• [WRITTEN TASK 1]: List each case that the Fleming v. Fleming opinion cites as authority, other than Fleming v. Fleming itself, giving each one only once.
• [WRITTEN TASK 2]: Pick up the Fleming v. Fleming opinion after its last sentence and write the passage that follows.

• [DOCUMENT]:
Fleming v. Fleming

72 P.2d 1110 | Nev. | 1937

Section 9465 N.C.L. clearly provides that before a court is empowered to order a defendant husband to pay suit money or maintenance money or attorneys' fees, there must be a suit for divorce pending. The statute also clearly provides that even though there be a suit for divorce pending, before a court or judge may make an order for the payment of such allowances there must be an application made by the wife, "of which due notice shall have been given to the husband or his attorney," Lake v. Lake, 16 Nev. 364.

In the action at bar, no action for divorce was pending, and no application was filed and no notice was given. The divorce suit between the parties has been definitely and finally determined, the court having made and entered a decree of divorce, the time for appeal having long since passed, and the decree being absolutely final. Lake v. Lake, supra.

It has been definitely determined by the supreme court of this state that before an order may properly be made requiring the husband to pay court costs, suit money and attorneys' fees, the wife's necessities must be established. Effinger v. Effinger,48 Nev. 205, 228 P. 615; Black v. Black, 47 Nev. 346, 221 P. 239. *181

The plaintiff employed counsel, prosecuted her motion to a finality, and secured an order of court favorable to her, without any financial assistance from the defendant or without any application for such financial assistance. It was upon such a showing that the motion for attorneys' fees was denied by the supreme court of Montana in Albrecht v. Albrecht, 83 Mont. 37,269 P. 158.

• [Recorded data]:
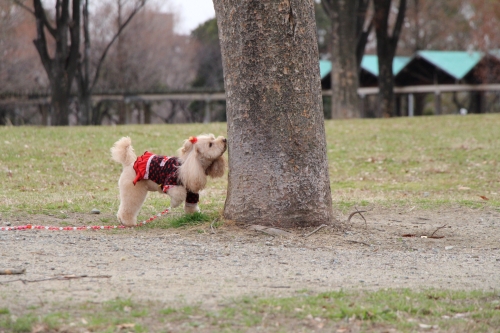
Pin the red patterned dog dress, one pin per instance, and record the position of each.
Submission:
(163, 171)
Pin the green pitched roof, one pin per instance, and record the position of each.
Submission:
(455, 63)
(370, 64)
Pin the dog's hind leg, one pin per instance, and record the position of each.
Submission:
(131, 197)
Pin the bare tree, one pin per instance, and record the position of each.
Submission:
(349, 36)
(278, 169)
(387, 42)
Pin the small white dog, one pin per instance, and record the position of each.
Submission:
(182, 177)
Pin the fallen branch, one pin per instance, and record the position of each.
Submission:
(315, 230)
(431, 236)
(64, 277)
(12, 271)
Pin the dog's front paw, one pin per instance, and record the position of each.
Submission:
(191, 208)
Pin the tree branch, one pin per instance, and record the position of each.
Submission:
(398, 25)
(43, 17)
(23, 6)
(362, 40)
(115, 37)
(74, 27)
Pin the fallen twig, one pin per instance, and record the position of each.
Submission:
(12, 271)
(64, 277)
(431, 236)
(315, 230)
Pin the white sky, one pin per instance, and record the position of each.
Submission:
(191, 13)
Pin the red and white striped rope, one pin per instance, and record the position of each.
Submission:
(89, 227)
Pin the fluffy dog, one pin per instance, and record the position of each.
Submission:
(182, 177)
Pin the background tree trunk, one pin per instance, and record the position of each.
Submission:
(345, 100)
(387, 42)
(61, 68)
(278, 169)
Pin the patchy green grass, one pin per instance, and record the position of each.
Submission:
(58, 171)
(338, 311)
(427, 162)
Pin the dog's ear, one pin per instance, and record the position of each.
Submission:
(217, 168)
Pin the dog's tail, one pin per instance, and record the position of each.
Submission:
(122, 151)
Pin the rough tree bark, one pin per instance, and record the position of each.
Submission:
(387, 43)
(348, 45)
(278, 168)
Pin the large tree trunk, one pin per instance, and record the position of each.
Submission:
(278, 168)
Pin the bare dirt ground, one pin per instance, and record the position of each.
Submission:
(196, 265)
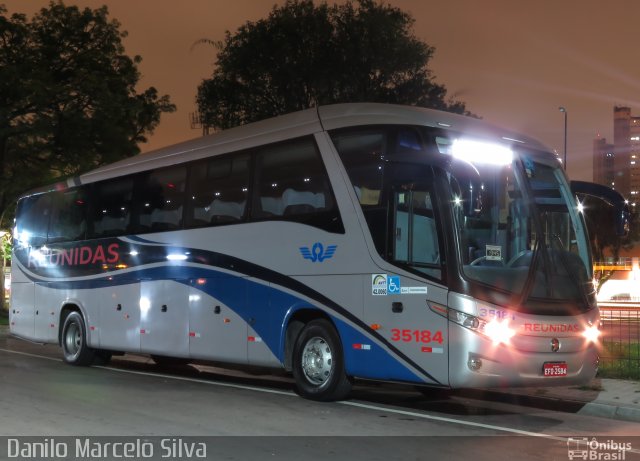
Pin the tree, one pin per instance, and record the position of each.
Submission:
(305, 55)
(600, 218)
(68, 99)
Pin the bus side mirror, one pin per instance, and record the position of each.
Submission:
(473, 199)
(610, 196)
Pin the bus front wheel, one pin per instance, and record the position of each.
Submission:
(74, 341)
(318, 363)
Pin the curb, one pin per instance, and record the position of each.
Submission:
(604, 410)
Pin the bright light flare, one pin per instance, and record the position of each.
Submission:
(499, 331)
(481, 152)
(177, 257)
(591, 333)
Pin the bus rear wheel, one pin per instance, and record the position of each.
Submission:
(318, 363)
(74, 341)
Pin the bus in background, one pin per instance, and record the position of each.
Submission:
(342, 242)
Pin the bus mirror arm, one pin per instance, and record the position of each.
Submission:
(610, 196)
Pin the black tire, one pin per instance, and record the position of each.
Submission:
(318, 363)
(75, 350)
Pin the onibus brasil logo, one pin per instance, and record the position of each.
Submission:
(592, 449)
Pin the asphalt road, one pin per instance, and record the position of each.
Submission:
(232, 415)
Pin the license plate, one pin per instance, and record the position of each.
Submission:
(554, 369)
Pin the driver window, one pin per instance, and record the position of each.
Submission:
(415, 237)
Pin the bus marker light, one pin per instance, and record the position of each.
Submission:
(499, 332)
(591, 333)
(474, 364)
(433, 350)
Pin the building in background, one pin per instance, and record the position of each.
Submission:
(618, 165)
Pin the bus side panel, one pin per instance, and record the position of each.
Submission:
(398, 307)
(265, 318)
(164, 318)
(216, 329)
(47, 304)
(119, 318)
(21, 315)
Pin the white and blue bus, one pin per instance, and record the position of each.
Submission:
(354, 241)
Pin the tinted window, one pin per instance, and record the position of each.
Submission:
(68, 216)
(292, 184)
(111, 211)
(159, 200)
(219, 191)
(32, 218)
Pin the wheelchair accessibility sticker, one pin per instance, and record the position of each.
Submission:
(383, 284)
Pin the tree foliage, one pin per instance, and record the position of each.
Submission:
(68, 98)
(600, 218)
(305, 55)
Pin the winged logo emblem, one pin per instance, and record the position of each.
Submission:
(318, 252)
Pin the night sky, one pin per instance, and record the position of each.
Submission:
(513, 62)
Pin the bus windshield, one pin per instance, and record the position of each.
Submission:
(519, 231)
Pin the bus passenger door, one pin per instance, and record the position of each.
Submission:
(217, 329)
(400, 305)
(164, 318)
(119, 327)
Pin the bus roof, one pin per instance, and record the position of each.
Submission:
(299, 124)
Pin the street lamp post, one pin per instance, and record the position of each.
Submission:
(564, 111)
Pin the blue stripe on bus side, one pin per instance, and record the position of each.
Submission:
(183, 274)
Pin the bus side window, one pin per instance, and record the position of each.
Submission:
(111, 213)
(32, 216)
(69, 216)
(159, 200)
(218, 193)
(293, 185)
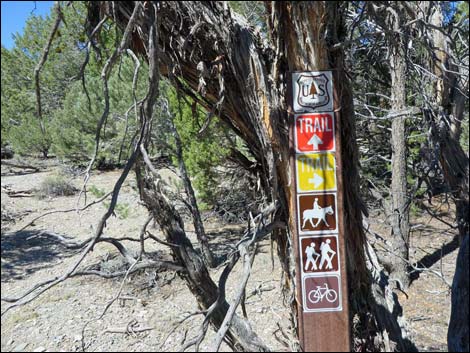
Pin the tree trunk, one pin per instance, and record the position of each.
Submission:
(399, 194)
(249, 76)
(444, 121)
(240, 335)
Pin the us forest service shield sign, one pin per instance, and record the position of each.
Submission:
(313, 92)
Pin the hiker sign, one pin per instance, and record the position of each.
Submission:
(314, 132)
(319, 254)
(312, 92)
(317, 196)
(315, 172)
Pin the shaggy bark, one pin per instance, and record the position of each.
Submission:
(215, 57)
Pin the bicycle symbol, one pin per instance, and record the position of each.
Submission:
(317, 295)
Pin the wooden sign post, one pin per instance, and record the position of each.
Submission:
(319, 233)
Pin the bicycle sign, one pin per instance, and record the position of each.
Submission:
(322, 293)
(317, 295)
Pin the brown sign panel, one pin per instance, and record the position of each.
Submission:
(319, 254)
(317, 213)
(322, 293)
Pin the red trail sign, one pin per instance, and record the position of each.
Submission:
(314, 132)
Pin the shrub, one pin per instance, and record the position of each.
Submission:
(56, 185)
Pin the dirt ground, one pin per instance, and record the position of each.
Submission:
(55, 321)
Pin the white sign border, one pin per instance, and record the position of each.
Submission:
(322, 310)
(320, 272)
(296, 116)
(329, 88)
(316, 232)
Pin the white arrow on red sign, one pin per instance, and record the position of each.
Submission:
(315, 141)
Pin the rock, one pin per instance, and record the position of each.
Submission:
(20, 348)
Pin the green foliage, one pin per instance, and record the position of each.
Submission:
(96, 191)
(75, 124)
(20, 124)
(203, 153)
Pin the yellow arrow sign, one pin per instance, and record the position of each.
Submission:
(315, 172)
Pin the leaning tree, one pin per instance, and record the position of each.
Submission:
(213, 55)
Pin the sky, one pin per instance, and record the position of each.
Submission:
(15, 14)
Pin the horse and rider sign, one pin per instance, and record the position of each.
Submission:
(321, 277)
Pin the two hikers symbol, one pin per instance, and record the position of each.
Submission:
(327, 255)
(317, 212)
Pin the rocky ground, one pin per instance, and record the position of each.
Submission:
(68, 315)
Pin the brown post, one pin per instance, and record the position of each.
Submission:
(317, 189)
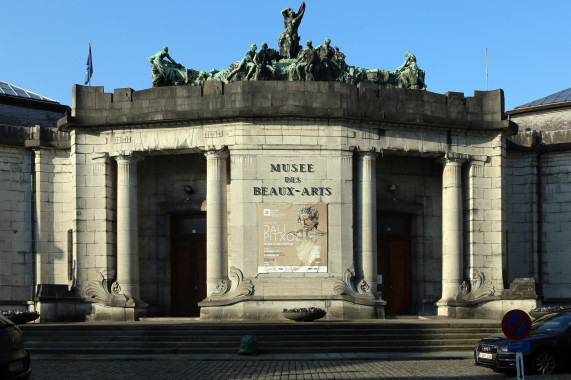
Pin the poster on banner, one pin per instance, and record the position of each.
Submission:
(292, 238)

• [WRITTEN ANSWER 1]:
Lake v. Lake, 16 Nev. 364
Effinger v. Effinger, 48 Nev. 205, 228 P. 615
Black v. Black, 47 Nev. 346, 221 P. 239
Albrecht v. Albrecht, 83 Mont. 37, 269 P. 158

• [WRITTEN ANSWER 2]:
In the original motion in the case at bar the only relief applied for was with respect to the custody of the child. The defendant was not called upon to resist or defend any claim by way of suit money, expenses or attorneys' fees. Mitchell v. Mitchell, 28 Nev. 110, 79 P. 50. In a divorce suit the action is pending as long as the court has any control over the status of the minor children and until such time as said children reach the age of majority. Gifford v. Gifford (Ida.), 297 P. 1100; Ott v. Ott (Cal.), 15 P.2d 897; Lamborn v. Lamborn (Cal.), 214 P. 862; Spratt v. Spratt (Minn.),187 N.W. 227; Smith v. Smith (Mo.), 132 S.W. 312; Kaplun v. Kaplun (Mo.), 227 S.W. 894; Chambers v. Chambers (Neb.),106 N.W. 993; Tinker v. Tinker (Okla.), 290 P. 187; Czarra v. Czarra (Ill.), 128 Ill. App. 430.

It will be observed from the foregoing authorities that the courts generally entertain the view, likewise, that where the court has a continuing jurisdiction to modify the decree, the wife should be allowed reasonable expenses and a reasonable attorneys' fee for either prosecuting or resisting a motion to change the terms of the decree; that to deny her this right would be to cripple the efficiency of the courts in enforcing the rights given to the wife in the decree.

It should be, and it is, a matter of sound public policy to afford a minor child the means of enforcing its rights. Graham v. Graham (Tenn.), 204 S.W. 987.

It was important, and a matter of necessity, that the respondent mother, on behalf of the child, was entitled *182 to have counsel to present to a proper tribunal the determination as to what was best for the future well-being of the minor child. Lake v. Lake, 16 Nev. 364.

OPINION
In February 1933, respondent was granted a decree of divorce from appellant in the Second judicial district court, Washoe County. The decree awarded the custody of the minor child, David Wallace Fleming, in accordance with the provisions of an agreement entered into by the parents on December 5, 1932. Jurisdiction was reserved to enter further and different orders relative to the custody of said minor child.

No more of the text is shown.